Okunacak Metin
/---
Cuma 19 Aralık 2008
İnanılmaz bir gece uykusuydu. Yıllardır hiç uyumadığım kadar iyi uyudum ve bu gece arasında aslana gürlemeleri, maymun bağrışmaları, yarasa kanat çırpışları, baykuş sesleri vs içinde. İlk başta aslan gürlemelerinden irkilsem de sonradan alıştım ve inanılmaz rahat ve güzel bir uyku uyudum.
Güneş doğarken F. gökyüzündeki kırmızı, sonra pembe sonra sarıya dönen renkleri izlemem için beni uyandırdı. Yatağımızdan seheri tam gözümüzün önünde yatarken izleyebildik. Çok romantikti.
Güneşin doğmasıyla sıcaklık iyice arttı. Hayvan seslerini artık rahatça ayırt edebildiğimi fark ettim. Ve böyle bir şey gerçekten bir müzisyen için cennet. Ben bile hayvanların çıkardığı her türlü sesten ne melodiler ne ritimler çıkardım. İnsanın öğrenebilecekleri hiç bitmiyor. Bu seyahat de bunun göstergesi ve kanıtı. Bu öğlen yine safariye çıktık belki aslanları tekrar görebiliriz diye ama dün akşamki kadar şanslı değildik. Ama bu sefer sürüyle babun gördük.
Ayrıca hortum gibi gözüken toz tünellerinin hayvanlardan dolayı değil kutuplardan dolayı oluştuğunu öğrendim. Bunların ismi Şeytanın Tozu imiş.
\---
Kullanılacak Kayıtlar
/---
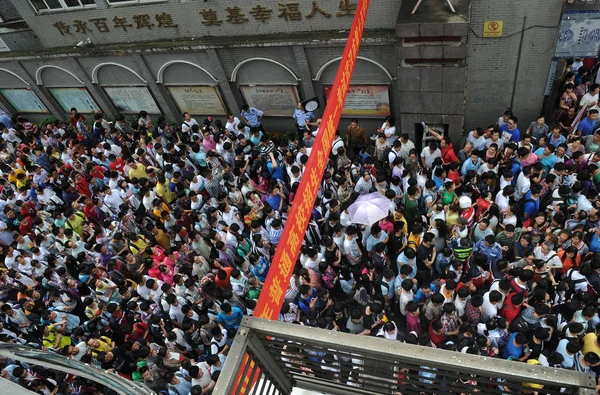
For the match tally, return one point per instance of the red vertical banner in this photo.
(288, 249)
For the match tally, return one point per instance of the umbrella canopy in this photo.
(367, 212)
(375, 198)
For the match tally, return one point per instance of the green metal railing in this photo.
(288, 355)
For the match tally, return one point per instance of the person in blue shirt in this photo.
(471, 164)
(230, 317)
(275, 169)
(531, 206)
(407, 257)
(587, 124)
(275, 198)
(490, 248)
(5, 120)
(555, 138)
(547, 158)
(252, 117)
(515, 345)
(511, 130)
(302, 117)
(307, 294)
(425, 292)
(595, 242)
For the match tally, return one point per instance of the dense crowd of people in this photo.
(138, 248)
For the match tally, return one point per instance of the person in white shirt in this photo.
(429, 154)
(477, 138)
(188, 122)
(389, 129)
(407, 146)
(113, 200)
(523, 183)
(546, 253)
(175, 311)
(232, 123)
(590, 98)
(502, 199)
(489, 309)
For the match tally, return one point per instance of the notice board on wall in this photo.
(78, 98)
(365, 101)
(24, 100)
(132, 99)
(273, 100)
(198, 100)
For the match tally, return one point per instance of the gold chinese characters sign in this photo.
(287, 11)
(271, 300)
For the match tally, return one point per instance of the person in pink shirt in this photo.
(208, 142)
(529, 159)
(386, 225)
(158, 255)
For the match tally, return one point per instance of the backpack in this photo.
(386, 156)
(422, 208)
(521, 210)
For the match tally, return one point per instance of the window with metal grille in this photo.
(61, 5)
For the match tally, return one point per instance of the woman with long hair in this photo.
(569, 258)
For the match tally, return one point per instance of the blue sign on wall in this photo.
(579, 35)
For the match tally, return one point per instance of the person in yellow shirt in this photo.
(104, 344)
(21, 180)
(137, 245)
(414, 238)
(12, 176)
(75, 221)
(136, 170)
(163, 191)
(590, 342)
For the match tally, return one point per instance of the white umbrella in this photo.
(375, 198)
(367, 213)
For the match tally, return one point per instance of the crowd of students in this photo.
(138, 248)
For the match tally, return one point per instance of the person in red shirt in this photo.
(82, 185)
(89, 209)
(512, 307)
(222, 279)
(138, 330)
(116, 164)
(436, 333)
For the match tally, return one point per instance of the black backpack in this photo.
(521, 210)
(386, 155)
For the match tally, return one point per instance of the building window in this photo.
(58, 5)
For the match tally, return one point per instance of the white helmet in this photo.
(464, 202)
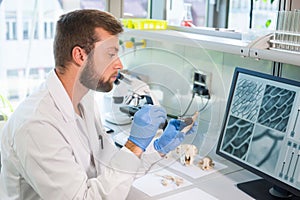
\---
Yapılacaklar
A. Safari yazısında "Güneş doğarken F." ile başlayıp "Şeytanın Tozu imiş." ile biten kısmı hiç değiştirmeden çıkar.
B. Kayıtlarda "metal" kelimesinin geçtiği satırları say ve yalnızca sayıyı yaz.

Cevaplar
A.
Güneş doğarken F. gökyüzündeki kırmızı, sonra pembe sonra sarıya dönen renkleri izlemem için beni uyandırdı. Yatağımızdan seheri tam gözümüzün önünde yatarken izleyebildik. Çok romantikti.
Güneşin doğmasıyla sıcaklık iyice arttı. Hayvan seslerini artık rahatça ayırt edebildiğimi fark ettim. Ve böyle bir şey gerçekten bir müzisyen için cennet. Ben bile hayvanların çıkardığı her türlü sesten ne melodiler ne ritimler çıkardım. İnsanın öğrenebilecekleri hiç bitmiyor. Bu seyahat de bunun göstergesi ve kanıtı. Bu öğlen yine safariye çıktık belki aslanları tekrar görebiliriz diye ama dün akşamki kadar şanslı değildik. Ama bu sefer sürüyle babun gördük.
Ayrıca hortum gibi gözüken toz tünellerinin hayvanlardan dolayı değil kutuplardan dolayı oluştuğunu öğrendim. Bunların ismi Şeytanın Tozu imiş.

B. 2